Saved entries:
■ ■ ■ ■ ■ ■ ■

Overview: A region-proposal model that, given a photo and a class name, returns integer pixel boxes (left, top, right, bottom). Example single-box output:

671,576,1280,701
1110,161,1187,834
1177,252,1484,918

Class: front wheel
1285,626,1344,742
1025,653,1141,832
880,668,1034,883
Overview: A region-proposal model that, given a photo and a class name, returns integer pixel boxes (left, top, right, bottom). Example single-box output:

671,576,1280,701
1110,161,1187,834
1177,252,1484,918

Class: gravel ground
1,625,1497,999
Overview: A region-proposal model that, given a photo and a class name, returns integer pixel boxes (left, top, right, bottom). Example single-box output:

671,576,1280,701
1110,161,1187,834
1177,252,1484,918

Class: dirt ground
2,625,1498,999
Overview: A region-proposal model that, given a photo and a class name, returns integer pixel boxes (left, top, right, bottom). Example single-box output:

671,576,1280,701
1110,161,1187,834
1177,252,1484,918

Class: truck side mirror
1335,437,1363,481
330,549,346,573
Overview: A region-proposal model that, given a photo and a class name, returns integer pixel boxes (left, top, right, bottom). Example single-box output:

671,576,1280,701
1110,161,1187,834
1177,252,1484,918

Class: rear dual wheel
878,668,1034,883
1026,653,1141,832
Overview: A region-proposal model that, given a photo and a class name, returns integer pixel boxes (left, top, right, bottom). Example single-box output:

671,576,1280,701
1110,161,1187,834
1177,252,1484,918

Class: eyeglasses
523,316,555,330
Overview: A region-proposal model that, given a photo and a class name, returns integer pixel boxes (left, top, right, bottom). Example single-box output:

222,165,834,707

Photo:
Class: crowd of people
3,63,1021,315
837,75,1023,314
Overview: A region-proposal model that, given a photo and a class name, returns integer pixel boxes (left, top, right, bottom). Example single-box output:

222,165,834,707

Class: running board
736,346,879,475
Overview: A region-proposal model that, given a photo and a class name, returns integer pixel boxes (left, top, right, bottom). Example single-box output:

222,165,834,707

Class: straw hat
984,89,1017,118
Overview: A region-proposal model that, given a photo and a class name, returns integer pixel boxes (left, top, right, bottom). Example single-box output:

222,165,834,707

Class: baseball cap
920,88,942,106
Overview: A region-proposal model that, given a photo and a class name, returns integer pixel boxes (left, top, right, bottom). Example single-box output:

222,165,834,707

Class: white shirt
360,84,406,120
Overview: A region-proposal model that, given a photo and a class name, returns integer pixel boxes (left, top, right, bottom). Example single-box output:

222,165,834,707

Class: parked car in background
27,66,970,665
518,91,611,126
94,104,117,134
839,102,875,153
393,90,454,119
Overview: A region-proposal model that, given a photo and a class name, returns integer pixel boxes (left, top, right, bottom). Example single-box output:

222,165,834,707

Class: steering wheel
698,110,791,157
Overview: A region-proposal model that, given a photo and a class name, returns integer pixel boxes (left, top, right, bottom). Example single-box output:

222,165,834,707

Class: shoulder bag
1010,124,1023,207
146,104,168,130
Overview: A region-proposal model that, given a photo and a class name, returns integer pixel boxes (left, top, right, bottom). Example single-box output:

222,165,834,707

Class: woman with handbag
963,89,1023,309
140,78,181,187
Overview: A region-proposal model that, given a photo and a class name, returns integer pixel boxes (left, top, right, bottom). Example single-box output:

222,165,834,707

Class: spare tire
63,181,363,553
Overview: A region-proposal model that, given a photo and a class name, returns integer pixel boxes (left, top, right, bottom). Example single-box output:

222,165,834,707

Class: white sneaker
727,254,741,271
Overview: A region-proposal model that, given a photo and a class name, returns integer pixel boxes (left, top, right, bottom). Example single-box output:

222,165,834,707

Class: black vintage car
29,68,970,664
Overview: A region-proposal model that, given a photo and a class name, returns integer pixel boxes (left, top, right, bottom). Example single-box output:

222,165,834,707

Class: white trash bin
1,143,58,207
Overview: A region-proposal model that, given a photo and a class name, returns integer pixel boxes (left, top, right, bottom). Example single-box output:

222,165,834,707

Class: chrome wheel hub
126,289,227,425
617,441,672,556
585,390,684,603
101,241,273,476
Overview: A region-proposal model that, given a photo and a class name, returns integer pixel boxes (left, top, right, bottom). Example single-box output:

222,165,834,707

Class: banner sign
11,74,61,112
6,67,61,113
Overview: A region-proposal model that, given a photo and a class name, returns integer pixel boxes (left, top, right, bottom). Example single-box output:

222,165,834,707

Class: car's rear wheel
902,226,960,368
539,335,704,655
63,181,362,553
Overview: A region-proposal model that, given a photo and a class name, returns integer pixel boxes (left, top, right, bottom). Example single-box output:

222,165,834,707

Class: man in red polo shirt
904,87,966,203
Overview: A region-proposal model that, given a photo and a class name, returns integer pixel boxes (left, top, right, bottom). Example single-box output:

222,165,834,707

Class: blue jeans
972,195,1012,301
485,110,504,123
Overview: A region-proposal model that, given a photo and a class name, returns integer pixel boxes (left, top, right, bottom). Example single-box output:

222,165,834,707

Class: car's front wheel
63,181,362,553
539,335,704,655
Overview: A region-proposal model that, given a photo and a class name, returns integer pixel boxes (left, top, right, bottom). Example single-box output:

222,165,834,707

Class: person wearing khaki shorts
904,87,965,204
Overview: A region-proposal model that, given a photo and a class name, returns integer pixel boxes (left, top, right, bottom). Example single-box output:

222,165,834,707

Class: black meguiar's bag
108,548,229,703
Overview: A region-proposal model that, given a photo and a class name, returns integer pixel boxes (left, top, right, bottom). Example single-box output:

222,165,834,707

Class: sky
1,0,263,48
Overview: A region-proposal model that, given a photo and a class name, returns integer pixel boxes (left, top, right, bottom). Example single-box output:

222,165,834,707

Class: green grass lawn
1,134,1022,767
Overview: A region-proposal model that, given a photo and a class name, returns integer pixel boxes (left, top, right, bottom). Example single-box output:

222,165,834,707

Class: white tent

■ ■ ■ ■ ■ ■ ■

The task
Copy each of the records above so that nothing differs from the original.

Task answer
Overview: A region-proposal model that, given a photo and a class name, returns integer pixel boxes (left, top, right, bottom). Example single-box output:

671,576,1280,701
1110,161,1187,834
1177,252,1484,918

Class: front wheel
1285,626,1344,742
1025,653,1141,832
880,668,1034,883
Overview: A region-proposal model that, given a photo and a class name, returns integer pixel boxes (left, top, right, bottom). Example single-box output:

671,576,1280,701
1110,161,1187,834
1177,252,1484,918

Class: gravel ground
1,625,1497,999
Overview: A region-proposal model that, given a photo and a class name, returns integer pixel boxes (left, top, right, bottom). Example single-box output:

671,576,1280,701
1110,161,1187,834
1177,252,1484,918

Class: dirt ground
2,625,1498,999
Overview: A region-proposal model that, given a photo and a class name, returns integer pixel boxes (left, top, right, bottom). Example single-box output:

671,576,1280,701
1110,161,1187,834
1177,252,1484,918

Class: truck side mirror
1335,437,1363,481
330,549,346,573
Overview: A region-proposal model that, given a photo and a class name, returns integer pixel boxes (left, top, right, bottom). Example single-box output:

671,576,1280,701
1110,161,1187,834
1177,252,1484,918

Class: rear dual wheel
878,668,1034,883
1026,653,1141,832
Overview: A region-proposal model that, given a photo and a class name, returns integer pixel boxes (left, top, right, bottom). Example single-box output:

671,576,1280,701
1110,161,1187,834
1177,252,1484,918

Class: eyeglasses
523,316,555,330
Overview: A region-proposal model that, given a photo and a class name, returns integer pixel boxes (left, top, right, bottom). Example single-box output:

222,165,834,707

Photo:
Class: crowd of people
3,63,1021,315
837,75,1023,314
Overview: A region-proposal model that, given a photo and a class name, returns integer pixel boxes (left, top, right, bottom). Example single-box output:

222,165,834,707

Class: running board
736,346,879,475
Overview: A region-proposal model that, given a photo and a class name, returns integer pixel boxes (left, top, right, bottom). Example single-box output:

222,165,834,707

Class: straw hat
984,89,1017,118
Overview: A region-proposal model that, given a photo and a class name, returns integer pixel boxes (left, top, right, bottom). Example single-box output:

222,165,834,707

Class: baseball cap
920,88,942,106
Overview: A region-proposal model that, given a photo and a class name, returns integer pixel boxes (left, top, right, bottom). Example single-box output:

222,165,834,707

Class: white shirt
360,84,406,120
Overview: A region-proposal model that, given a photo and a class name, returns integer pixel boxes (left, top, right, bottom). Example single-box output:

222,165,834,707

Class: parked car in background
27,66,970,665
518,91,611,126
94,104,117,134
839,102,875,153
393,90,454,119
Overview: A region-proposal model that, given a photo and a class name, returns integer pixel boxes (left, top, right, bottom). Example single-box output:

222,165,834,707

Class: steering wheel
698,110,791,157
Overview: A region-proposal model that, given a photo and a class name, returns integer pixel boxes (left, top, right, bottom). Example single-box output:

222,165,834,707

Class: shoulder bag
1010,124,1023,207
146,104,168,130
Overview: A region-proposal model that, given a photo and a class name, returns integer pixel boxes (left, top, right, bottom). Example single-box output:

222,165,834,707

Class: woman with handbag
963,89,1023,309
140,78,181,187
Overview: A region-proposal model that, given a photo and a class name, returns integer pixel boxes (left, top, right, bottom). Example single-box output:

222,165,834,707

Class: spare tire
63,181,363,553
Overview: A region-proposal model that, given a photo and a class name, returns integer pixel boxes (left, top, right, bottom). Example single-box output:

222,165,834,707

Class: white sneaker
727,254,741,271
Overview: A region-proposal model that, given a photo and a class name, returns integer pixel boxes (left, top, right, bottom). Example single-box output:

222,165,834,707

Class: black vintage car
29,68,970,664
Overview: A region-proposal model that, given a photo and a class name, returns integer pixel boxes (left, top, right, bottom). Example single-box output:

222,165,834,707

Class: white trash bin
1,143,58,207
Overview: A region-proposal model that, given a photo and a class name, returns integer pixel boxes (left, top, right, bottom). Example single-box output:

222,165,834,707

Class: chrome wheel hub
126,289,227,425
617,441,672,556
585,390,684,603
101,241,273,476
Overview: A region-proposal model that, given a photo and a class name, returns integer pixel boxes (left, top, right, bottom). Example single-box output:

222,165,834,707

Class: banner sign
11,74,61,112
6,67,61,113
Overview: A region-proposal model that, given a photo and a class name, returns integer pixel boxes (left, top, right, bottom). Example single-box output:

222,165,834,707

Class: car's rear wheel
902,226,960,368
539,335,704,655
63,181,362,553
Overview: A region-proposal model that, given a photo and a class name, returns integer pixel boxes (left, top, right, bottom). Example single-box output:

222,165,834,707

Class: man in red polo shirt
904,87,966,203
Overview: A region-proposal model that, given a photo and a class name, returns integer pixel boxes (left, top, right, bottom). Example single-box output:

222,165,834,707

Class: blue jeans
972,195,1012,301
485,110,504,123
Overview: A region-proposal model that, given a photo and a class name, returns integer pixel boxes (left, top, right, bottom). Example single-box output:

222,165,834,707

Class: car's front wheel
63,181,362,553
539,335,704,655
Overview: A region-proposal model that, given a photo and a class name, returns integer pixel boxes (left, top, right, bottom). Example single-box output:

222,165,834,707

Class: person wearing khaki shorts
904,87,965,204
Overview: A region-proposal model that, given a photo and a class name, returns integer pixel boxes (left, top, right, bottom). Example single-box output:

222,165,834,707

Class: black meguiar's bag
108,548,229,703
Overview: A region-proposal model that, given a photo and a class name, returns integer pixel boxes (left, top, right, bottom). Example single-box output:

222,165,834,707

Class: sky
1,0,263,48
Overview: A region-proposal model that, given a photo and a class name, returns integer pixel boxes (left, top, right, bottom). Example single-box output:

222,165,834,707

Class: green grass lawn
1,134,1022,767
Overview: A region-proposal model that, given a photo and a class name, returns integer pixel boxes (left, top, right, bottom). Example single-box output:

222,165,834,707

Class: white tent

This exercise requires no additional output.